PROVIDED RECORDS:
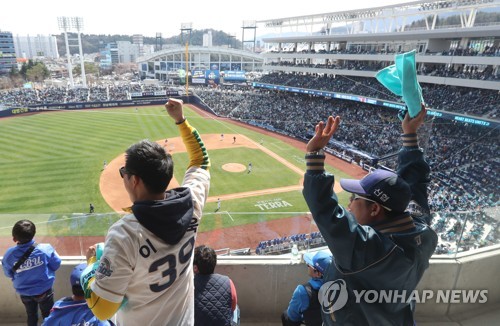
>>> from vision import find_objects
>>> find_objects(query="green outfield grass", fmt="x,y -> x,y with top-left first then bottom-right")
0,106 -> 349,235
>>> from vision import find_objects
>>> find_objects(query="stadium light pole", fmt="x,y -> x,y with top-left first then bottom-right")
57,17 -> 75,88
71,17 -> 87,87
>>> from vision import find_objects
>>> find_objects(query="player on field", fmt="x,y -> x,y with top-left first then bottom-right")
82,99 -> 210,326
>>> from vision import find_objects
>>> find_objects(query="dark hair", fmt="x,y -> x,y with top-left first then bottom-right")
71,284 -> 85,297
193,245 -> 217,275
12,220 -> 36,243
125,139 -> 174,194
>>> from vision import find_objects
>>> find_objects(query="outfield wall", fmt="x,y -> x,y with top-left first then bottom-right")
0,95 -> 215,118
0,245 -> 500,323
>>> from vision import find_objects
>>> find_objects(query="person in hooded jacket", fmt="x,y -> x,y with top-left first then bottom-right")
81,99 -> 210,326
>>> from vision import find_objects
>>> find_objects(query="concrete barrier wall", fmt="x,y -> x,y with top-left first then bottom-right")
0,246 -> 500,323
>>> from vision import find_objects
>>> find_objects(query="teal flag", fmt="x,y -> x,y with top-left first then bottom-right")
375,50 -> 424,118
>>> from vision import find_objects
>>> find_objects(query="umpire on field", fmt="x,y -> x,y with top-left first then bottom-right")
303,108 -> 437,325
81,99 -> 210,326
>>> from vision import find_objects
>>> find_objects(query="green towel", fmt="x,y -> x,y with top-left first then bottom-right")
375,50 -> 424,118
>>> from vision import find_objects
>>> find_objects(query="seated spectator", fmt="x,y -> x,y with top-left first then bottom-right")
281,251 -> 332,326
43,263 -> 114,326
193,246 -> 239,326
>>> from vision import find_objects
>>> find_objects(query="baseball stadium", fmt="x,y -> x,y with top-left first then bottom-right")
0,0 -> 500,325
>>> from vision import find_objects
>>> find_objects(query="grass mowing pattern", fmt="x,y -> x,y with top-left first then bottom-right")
0,106 -> 349,235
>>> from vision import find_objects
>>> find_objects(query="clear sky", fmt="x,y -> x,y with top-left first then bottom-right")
0,0 -> 411,39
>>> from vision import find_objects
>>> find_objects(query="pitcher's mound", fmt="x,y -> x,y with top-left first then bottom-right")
222,163 -> 247,172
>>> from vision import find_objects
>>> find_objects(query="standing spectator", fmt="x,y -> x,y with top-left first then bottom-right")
43,263 -> 113,326
82,98 -> 210,326
193,246 -> 238,326
2,220 -> 61,326
281,251 -> 332,326
303,108 -> 437,325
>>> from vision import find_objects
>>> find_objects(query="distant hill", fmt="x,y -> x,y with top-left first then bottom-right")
56,29 -> 241,56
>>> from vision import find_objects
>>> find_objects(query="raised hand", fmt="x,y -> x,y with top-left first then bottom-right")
306,116 -> 340,152
165,98 -> 185,123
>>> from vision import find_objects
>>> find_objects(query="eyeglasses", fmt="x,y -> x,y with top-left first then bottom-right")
349,194 -> 392,211
118,166 -> 133,179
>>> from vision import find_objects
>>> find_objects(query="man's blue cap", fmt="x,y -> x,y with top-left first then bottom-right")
340,169 -> 411,213
304,251 -> 332,274
69,263 -> 87,286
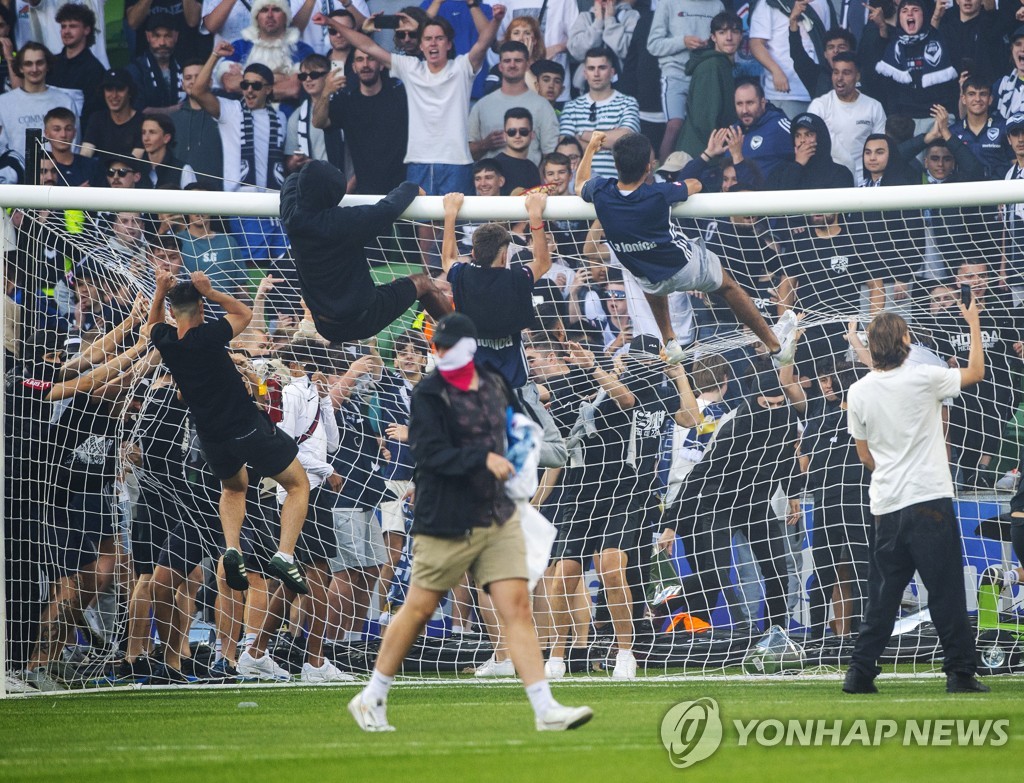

DIRECTIVE:
Could you render the material above as a numbered list of its lines, omitting blank lines and leaving the pictures out?

TASK RESPONSE:
1. >>> from vision import find_objects
2. >>> find_objects(query="green outfield grass", fmt="x,y -> x,y with top-left first then bottom-right")
3. 0,106 -> 349,235
4. >>> from vision import find_objects
5. >>> find_objects(query="stadium light pole", fmt="x,y -> x,y with top-left first then bottom-right")
6. 57,17 -> 75,88
7. 71,17 -> 87,87
8. >>> from vision import find_objects
9. >>> find_objects(query="player on field", fmt="x,y -> x,y with top-left first then bottom-right")
10. 82,99 -> 210,326
11. >>> from vision import find_objects
12. >>> find_objects(query="dark hair", fmt="x,y -> x,y with top-left first then bottom-right")
13. 71,284 -> 85,297
14. 193,245 -> 217,275
15. 12,220 -> 36,243
16. 125,139 -> 174,194
17. >>> from vision import find_objects
18. >>> find_objects(query="outfield wall", fmt="x,y -> x,y with top-left first then bottom-right")
19. 0,95 -> 215,118
20. 0,245 -> 500,323
21. >>> from vision import find_objects
22. >>> find_objects(query="person in hooded jacket", fmt="x,y -> x,y with top-left first then bottom-right")
23. 81,99 -> 210,326
24. >>> from vision import find_objects
25. >>> find_objects(query="concrete barrier wall", fmt="x,y -> x,y with top-left first then bottom-right")
26. 0,246 -> 500,323
27. >>> from vision import find_objects
28. >>> find_objects(query="teal flag", fmt="x,y -> x,y with top-left first then bottom-right")
29. 375,50 -> 424,118
30. >>> from vision import find_objects
31. >>> find_objects(query="umpire on field", fmt="x,y -> x,y with top-left first then bottom-right")
32. 303,108 -> 437,325
33. 81,99 -> 210,326
34. >>> from vision import find_objects
35. >>> find_objects(query="green towel", fmt="x,y -> x,y with top-left first then bottom-right")
36. 375,50 -> 424,118
37. >>> from vision import find_objects
38. >>> find_objects(query="seated spectator", fmt="x,y -> x,y with top-left first then bottom-right")
39. 281,251 -> 332,326
40. 43,263 -> 114,326
41. 193,246 -> 239,326
42. >>> from vision import find_objects
43. >>> find_objects(query="baseball stadium", fmt="x,y -> x,y with top-left first then bottom-right")
44. 0,0 -> 500,325
45. >>> from vision import find_objects
46. >>> find_objects(query="grass mowing pattern", fmt="x,y -> x,y with top-left first then bottom-right")
47. 0,106 -> 349,235
48. >>> from vision import find_objects
49. >>> find_objects(query="clear sky", fmt="x,y -> x,y with top-left first then bottom-right")
50. 0,0 -> 411,39
51. >>> from vision import find_objects
52. >>> find_objects(query="pitcher's mound", fmt="x,y -> x,y with top-left first then bottom-right")
53. 222,163 -> 247,172
54. >>> from vision import find_objects
55. >>> find_objects(query="standing spectator", fmt="x,y -> x,y with top-left first then bottom-right")
56. 43,263 -> 113,326
57. 82,98 -> 210,326
58. 193,246 -> 238,326
59. 2,220 -> 61,326
60. 281,251 -> 332,326
61. 303,108 -> 437,325
62. >>> from vision import find_objects
63. >>> find_objects(query="distant hill", fmt="x,y -> x,y with top-left first then bottom-right")
64. 56,29 -> 241,56
65. >>> from vision import find_objects
66. >>> find_objects(query="raised hand", fmt="x,y -> x,y with top-left first then bottom-right")
67. 306,116 -> 340,152
68. 165,98 -> 185,123
69. >>> from vision import find_objects
70. >>> find_objects(query="eyeglasses", fmt="x,y -> x,y with top-left first then bottom-right")
71. 349,194 -> 392,211
72. 118,166 -> 133,179
73. >>> from vision import find_objects
74. >>> find_objects(query="man's blue cap", fmt="x,y -> x,y with top-left first then bottom-right")
75. 340,169 -> 411,213
76. 304,251 -> 332,274
77. 69,263 -> 87,286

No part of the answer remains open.